### DESCRIPTION OF THE TASK:
Within these entries, how many lines contain the word "query"? Answer with the number alone.

### DATA SUPPLIED:
=== Section Start ===

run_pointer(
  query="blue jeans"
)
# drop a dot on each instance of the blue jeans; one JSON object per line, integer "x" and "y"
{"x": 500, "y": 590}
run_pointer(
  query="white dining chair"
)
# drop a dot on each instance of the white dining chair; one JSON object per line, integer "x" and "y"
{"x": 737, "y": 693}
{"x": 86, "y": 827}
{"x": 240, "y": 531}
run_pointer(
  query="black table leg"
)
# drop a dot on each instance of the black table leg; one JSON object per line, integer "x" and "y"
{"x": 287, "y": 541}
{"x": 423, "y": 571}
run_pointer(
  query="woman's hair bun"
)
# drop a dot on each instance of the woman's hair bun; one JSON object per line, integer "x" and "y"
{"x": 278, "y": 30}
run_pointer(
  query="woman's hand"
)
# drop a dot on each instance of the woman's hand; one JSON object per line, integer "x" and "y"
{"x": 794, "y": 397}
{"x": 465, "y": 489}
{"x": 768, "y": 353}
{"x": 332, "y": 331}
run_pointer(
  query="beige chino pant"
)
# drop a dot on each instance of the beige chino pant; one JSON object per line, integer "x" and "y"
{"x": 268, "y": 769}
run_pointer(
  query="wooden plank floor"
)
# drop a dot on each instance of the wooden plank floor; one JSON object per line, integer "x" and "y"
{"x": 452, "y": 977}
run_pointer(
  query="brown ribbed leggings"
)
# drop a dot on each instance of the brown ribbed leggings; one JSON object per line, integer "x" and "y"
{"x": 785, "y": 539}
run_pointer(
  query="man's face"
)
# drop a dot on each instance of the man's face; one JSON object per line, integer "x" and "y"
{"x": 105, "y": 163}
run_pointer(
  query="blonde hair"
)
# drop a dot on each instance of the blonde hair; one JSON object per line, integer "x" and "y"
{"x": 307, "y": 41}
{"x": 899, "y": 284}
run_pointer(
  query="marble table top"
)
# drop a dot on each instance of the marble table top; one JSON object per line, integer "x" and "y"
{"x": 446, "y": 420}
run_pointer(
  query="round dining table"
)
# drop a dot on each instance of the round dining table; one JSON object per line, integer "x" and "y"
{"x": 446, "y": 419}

=== Section End ===

### RESPONSE BOX:
12